> WHAT THIS EXERCISE ASKS:
A – In the article about the planned Alpha G-Cloud framework, what is YPO also known as?
B – Pick up the article on YPO's Alpha G-Cloud framework after its final paragraph and write the next few paragraphs.

> PASSAGE PROVIDED:

»»

Buying group plans £3bn ‘Alpha G-Cloud’ framework as alternative to CCS deal

YPO, working with fellow procurement organisation NEPO, is to establish a buyer vehicle to support public sector entities to access a wide range of cloud services in a compliant manner

A procurement body has unveiled plans to create a multibillion-pound framework dubbed ‘Alpha G-Cloud’, intended to help public sector organisations address “compliance challenges” in buying cloud services, while providing an alternative to the government-run G-Cloud buying vehicle.

An early engagement document published by YPO – also known as Yorkshire Purchasing Organisation – serves as notice that the local government-owned buying group is commencing a “market consultation for the development of the groundbreaking Alpha G-Cloud solution”.

The engagement states that “It is YPO’s vision to design a solution that will support public sector organisations across the whole UK in maximising the value of technology by offering access to a hosted and centralised digital marketplace(s) with a diverse range of cloud and software applications, subscriptions, and services”.

The procurement notice states that the framework – which is being delivered by YPO in conjunction with another procurement body, NEPO – aims to better serve the needs of “public sector customers [that] are bound by strict regulations concerning procurement and public tendering, such as PCR (Public Contracts Regulations) 2015 and the upcoming Procurement Act 2023 and Procurement Regulations 2024”.

««

> RECORDS PROVIDED:
»»

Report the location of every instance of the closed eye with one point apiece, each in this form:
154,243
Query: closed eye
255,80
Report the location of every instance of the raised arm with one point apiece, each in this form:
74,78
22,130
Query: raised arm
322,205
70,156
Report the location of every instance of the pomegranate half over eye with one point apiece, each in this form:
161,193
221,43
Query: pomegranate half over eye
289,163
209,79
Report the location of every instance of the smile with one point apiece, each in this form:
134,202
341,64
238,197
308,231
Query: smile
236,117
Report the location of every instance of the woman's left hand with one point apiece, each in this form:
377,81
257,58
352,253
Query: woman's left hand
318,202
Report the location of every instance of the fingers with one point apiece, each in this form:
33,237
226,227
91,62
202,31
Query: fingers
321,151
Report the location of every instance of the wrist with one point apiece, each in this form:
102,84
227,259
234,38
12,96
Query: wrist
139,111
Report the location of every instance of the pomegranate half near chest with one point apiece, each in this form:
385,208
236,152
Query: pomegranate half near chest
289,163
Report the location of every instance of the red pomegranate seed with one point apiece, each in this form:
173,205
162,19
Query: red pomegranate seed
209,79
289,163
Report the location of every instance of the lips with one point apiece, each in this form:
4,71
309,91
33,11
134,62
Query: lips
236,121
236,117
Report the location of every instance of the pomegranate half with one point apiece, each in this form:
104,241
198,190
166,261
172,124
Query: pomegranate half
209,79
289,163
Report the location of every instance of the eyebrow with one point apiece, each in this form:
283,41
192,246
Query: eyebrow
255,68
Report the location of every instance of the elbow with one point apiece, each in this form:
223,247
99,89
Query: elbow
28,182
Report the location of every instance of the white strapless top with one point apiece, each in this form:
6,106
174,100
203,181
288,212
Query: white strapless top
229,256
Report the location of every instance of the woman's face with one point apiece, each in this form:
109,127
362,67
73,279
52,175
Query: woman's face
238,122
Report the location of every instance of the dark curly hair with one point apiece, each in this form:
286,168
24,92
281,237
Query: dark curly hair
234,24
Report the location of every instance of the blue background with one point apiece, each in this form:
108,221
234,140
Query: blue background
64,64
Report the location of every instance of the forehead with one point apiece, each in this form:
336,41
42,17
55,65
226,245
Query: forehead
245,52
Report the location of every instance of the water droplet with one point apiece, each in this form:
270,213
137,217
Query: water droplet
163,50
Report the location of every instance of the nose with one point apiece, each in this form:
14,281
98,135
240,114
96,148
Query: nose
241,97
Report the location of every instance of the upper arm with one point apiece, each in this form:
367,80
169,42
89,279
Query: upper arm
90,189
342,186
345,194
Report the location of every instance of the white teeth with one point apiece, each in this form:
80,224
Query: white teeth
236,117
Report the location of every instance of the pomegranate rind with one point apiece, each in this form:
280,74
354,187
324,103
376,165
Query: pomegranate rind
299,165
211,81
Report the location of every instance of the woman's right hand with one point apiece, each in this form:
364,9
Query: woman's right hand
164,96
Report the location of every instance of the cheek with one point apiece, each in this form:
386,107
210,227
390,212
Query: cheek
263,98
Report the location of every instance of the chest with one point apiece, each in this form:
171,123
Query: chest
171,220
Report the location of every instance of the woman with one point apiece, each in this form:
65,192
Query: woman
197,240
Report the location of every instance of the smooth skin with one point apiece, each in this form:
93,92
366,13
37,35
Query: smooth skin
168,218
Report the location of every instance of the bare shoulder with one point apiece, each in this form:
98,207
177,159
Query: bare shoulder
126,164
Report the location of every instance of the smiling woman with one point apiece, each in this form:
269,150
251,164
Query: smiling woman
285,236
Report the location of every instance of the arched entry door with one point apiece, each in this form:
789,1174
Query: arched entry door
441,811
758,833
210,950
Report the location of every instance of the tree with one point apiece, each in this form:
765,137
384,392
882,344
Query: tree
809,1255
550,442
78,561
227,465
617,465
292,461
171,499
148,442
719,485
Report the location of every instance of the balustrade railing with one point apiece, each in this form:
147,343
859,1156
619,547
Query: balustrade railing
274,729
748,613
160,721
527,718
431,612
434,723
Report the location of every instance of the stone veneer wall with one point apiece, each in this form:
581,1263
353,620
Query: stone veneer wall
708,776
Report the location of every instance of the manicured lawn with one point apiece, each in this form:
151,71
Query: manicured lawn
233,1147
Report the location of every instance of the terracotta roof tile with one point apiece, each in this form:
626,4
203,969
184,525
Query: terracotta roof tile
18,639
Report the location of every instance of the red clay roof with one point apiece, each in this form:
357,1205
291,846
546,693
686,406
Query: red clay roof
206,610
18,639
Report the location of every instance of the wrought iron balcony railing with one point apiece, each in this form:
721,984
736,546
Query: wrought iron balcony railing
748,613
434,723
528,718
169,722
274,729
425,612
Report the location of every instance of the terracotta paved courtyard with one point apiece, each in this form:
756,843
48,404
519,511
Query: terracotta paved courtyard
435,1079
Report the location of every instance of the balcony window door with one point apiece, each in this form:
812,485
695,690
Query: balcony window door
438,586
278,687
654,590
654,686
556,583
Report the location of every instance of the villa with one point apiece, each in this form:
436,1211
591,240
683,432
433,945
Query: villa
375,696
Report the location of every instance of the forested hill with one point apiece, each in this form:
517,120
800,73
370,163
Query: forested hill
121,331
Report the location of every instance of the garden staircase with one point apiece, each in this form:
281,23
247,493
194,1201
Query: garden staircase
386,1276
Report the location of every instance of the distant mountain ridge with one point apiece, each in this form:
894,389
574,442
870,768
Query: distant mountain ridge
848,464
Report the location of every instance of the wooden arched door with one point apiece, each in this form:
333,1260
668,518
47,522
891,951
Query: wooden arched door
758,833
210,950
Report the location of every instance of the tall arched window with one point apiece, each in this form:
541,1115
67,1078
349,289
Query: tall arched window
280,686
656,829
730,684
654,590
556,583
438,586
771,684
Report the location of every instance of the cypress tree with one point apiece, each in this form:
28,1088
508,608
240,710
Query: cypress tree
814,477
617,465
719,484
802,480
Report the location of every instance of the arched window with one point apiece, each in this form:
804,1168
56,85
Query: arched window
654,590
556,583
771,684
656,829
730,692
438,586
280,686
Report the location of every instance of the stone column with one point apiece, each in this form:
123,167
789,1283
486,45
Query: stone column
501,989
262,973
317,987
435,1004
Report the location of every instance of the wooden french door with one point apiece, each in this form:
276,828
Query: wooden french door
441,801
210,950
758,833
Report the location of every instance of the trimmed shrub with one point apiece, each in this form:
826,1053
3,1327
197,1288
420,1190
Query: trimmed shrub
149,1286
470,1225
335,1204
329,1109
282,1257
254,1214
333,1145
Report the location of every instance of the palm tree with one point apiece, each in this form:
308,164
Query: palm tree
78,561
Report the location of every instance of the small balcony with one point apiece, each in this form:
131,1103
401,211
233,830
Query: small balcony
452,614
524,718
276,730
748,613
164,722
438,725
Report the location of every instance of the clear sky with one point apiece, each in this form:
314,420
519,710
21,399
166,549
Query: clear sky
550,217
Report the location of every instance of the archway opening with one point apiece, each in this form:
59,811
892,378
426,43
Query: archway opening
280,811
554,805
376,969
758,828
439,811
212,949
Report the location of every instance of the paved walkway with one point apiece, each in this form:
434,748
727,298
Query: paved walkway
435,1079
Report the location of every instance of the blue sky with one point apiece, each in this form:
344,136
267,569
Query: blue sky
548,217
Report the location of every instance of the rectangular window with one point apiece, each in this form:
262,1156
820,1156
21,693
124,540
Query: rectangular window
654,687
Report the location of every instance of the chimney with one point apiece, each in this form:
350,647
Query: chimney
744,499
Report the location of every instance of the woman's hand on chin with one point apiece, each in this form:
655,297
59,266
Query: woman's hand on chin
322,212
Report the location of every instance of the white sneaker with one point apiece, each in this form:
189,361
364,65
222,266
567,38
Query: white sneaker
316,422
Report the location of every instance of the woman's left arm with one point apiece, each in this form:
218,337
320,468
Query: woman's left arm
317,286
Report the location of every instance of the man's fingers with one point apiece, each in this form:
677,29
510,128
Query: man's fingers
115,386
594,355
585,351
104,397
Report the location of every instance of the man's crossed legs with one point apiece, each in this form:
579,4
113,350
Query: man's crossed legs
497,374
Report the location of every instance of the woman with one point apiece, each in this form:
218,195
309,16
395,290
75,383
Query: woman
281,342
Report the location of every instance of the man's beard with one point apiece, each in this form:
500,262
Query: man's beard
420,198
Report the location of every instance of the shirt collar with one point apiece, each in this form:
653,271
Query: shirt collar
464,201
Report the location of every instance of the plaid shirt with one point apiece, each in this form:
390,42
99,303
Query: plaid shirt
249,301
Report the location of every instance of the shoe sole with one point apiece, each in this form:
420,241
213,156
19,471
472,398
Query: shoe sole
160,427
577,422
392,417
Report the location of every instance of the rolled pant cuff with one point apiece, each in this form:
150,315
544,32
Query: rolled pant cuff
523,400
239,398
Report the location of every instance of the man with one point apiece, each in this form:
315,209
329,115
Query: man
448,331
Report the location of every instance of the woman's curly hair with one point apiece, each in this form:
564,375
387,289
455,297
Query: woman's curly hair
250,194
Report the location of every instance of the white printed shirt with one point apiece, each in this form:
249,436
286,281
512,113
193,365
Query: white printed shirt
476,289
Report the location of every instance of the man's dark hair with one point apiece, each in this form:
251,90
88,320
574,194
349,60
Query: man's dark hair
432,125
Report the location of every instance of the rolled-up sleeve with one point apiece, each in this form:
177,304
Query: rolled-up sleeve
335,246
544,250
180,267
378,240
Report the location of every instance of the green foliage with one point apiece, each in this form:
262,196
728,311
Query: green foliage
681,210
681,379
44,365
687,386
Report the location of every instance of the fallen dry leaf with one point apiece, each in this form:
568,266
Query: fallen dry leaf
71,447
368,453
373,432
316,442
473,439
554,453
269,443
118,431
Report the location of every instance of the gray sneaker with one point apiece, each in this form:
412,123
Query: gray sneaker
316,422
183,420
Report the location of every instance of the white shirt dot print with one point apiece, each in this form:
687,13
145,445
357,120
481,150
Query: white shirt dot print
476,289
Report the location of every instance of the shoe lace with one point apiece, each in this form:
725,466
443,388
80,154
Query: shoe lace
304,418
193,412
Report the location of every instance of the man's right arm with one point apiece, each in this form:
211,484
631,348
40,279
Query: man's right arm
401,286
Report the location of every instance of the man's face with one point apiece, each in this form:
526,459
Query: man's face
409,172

««

> THE ANSWERS:
A – Yorkshire Purchasing Organisation.

B –
The proposed new buying vehicle is intended to help public bodies ensure their purchases of cloud tools and services meet the requirement of complying with regulations.

“[The] Alpha G-Cloud solution will be designed to address the compliance challenges when procuring cloud and software applications, as well as maintain access to dynamic technology offerings,” the engagement notice said.

Although the consultation phase does not represent a commitment to proceed with a full procurement, YPO currently expects to issue a formal contract notice in early November. The resulting framework – which is forecast to support up to £3bn of spending – will not be split into lots.

The early-engagement notice states that YPO wishes to ultimately appoint suppliers that have “an established B2B marketplace presence” and can offer buyers a “a single point of access… [to] its software and licence providers”. Providers wishing to secure a spot on the framework will also be expected to offer “centralised order and payment functionality,” while demonstrating “comprehensive cyber security” and the ability to deliver and support “a diverse range of cloud and software applications, subscriptions and services”.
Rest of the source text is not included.